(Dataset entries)
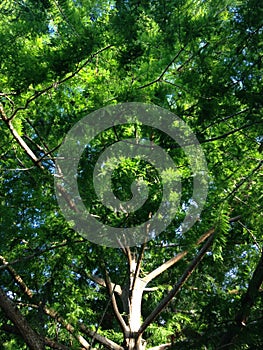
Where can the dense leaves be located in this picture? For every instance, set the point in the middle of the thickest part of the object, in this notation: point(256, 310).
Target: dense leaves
point(61, 60)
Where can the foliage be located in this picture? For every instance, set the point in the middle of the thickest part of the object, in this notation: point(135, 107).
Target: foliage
point(63, 59)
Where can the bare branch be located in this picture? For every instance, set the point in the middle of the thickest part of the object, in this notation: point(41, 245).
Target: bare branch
point(181, 255)
point(100, 281)
point(53, 314)
point(165, 301)
point(32, 339)
point(247, 302)
point(19, 139)
point(114, 305)
point(101, 339)
point(17, 278)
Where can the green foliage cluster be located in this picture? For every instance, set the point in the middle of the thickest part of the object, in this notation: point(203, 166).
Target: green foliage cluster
point(202, 60)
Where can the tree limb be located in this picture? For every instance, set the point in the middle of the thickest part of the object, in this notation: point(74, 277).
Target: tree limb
point(101, 339)
point(17, 278)
point(32, 339)
point(247, 302)
point(114, 304)
point(166, 300)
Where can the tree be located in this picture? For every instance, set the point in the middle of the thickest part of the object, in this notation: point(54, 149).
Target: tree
point(61, 60)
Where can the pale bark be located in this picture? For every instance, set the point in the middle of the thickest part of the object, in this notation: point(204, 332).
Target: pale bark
point(32, 339)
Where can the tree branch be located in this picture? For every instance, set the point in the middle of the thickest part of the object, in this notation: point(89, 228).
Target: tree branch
point(101, 339)
point(53, 314)
point(17, 278)
point(32, 339)
point(165, 301)
point(48, 342)
point(247, 302)
point(114, 304)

(What this task involves) Once the pictures are set aside, the remaining data must be transcribed exactly.

(Exercise result)
Where can the dense leaves be located in this picture? For every instance, set the point in the middle of the thickest part of the object, in this notation: point(256, 310).
Target: dense leaves
point(61, 60)
Where can the foliage be located in this picture? For every instance, set the point in the middle of the thickest part of the object, in this notation: point(135, 107).
Target: foliage
point(63, 59)
Where can the bare branch be located in this picture? For every instance, set the point in the middle of the thickest part of the object, in this notation: point(41, 245).
Target: bare branch
point(181, 255)
point(100, 281)
point(53, 314)
point(165, 301)
point(32, 339)
point(247, 302)
point(19, 139)
point(114, 305)
point(101, 339)
point(17, 278)
Where can the green foliage cluster be located in this picture? For every instance, set the point in the middle of the thickest part of the object, in this notation: point(203, 166).
Target: green foliage cluster
point(202, 60)
Where can the tree limb be located in this picture? For every instance, set the point in the middle of the thickest part of the object, in this notation: point(74, 277).
Target: tree limb
point(101, 339)
point(17, 278)
point(32, 339)
point(247, 302)
point(114, 304)
point(166, 300)
Where can the tree be located in this picture? For every instance, set the point in the middle of the thickest part of the object, in this notation: point(54, 149).
Target: tree
point(61, 60)
Where can the pale bark be located in this picture? For every instance, set the point in the middle of the thickest part of the object, in this notation: point(204, 332).
Target: pale bark
point(32, 339)
Where can the tree branch be located in this picture? For every instance, set the point in the middle of the thickest part of the object, in this notation: point(89, 228).
Target: tree branch
point(101, 339)
point(53, 314)
point(17, 278)
point(32, 339)
point(165, 301)
point(48, 342)
point(247, 302)
point(114, 304)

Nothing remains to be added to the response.